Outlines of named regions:
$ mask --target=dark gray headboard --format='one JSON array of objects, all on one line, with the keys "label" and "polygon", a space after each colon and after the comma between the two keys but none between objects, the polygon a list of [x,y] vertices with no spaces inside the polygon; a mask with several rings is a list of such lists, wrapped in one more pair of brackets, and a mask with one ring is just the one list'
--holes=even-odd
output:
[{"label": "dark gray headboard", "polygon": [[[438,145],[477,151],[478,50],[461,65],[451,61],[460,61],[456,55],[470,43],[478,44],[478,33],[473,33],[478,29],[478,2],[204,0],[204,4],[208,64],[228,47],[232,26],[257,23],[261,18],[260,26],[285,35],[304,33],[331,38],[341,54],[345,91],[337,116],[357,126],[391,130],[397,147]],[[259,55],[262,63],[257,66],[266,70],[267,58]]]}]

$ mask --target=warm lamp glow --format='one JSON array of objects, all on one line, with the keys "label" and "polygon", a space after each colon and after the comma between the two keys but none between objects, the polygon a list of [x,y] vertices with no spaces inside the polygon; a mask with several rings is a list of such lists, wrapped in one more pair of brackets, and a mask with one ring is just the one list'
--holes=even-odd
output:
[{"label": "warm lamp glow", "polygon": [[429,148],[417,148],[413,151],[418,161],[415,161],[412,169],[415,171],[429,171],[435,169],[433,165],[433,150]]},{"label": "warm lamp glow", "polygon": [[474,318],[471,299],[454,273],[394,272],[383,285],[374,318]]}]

REQUIREMENTS:
Output the data as a JSON list of strings, with one string for each line and no entries for blank lines.

RESPONSE FOR THIS EXERCISE:
[
  "$ mask --target=dark gray headboard --format='one JSON array of objects, all on one line, with the keys \"label\" and \"polygon\", a space after each colon and after the comma between the two keys but none between objects, the polygon a list of [x,y] vertices with no spaces inside the polygon; a mask with several rings is a list of such lists, wrapped in one more pair of brackets, and a mask with one ring is just the one list'",
  "--holes=even-odd",
  "output:",
  "[{\"label\": \"dark gray headboard\", \"polygon\": [[[438,145],[477,151],[478,50],[461,65],[451,61],[460,61],[456,55],[470,43],[478,44],[478,33],[473,33],[478,29],[478,2],[204,0],[204,4],[208,64],[228,47],[232,26],[257,23],[261,18],[260,26],[285,35],[304,33],[331,38],[341,54],[345,91],[337,116],[357,126],[391,130],[397,147]],[[259,55],[262,63],[257,66],[266,70],[267,58]]]}]",
  "$ mask --target=warm lamp glow --format='one JSON array of objects, all on one line, with the keys \"label\" and \"polygon\", a space after each colon and after the comma between the two keys but none between objects, the polygon a list of [x,y] vertices with no spaces inside the polygon; a mask with several rings is a list of such lists, wrapped in one more pair of brackets, and a mask with one ring is just the one list'",
  "--holes=even-odd",
  "output:",
  "[{\"label\": \"warm lamp glow\", \"polygon\": [[429,148],[417,148],[413,151],[418,161],[415,161],[412,169],[415,171],[429,171],[435,169],[433,165],[433,150]]},{\"label\": \"warm lamp glow\", \"polygon\": [[474,318],[471,299],[454,273],[394,272],[383,285],[374,318]]}]"
]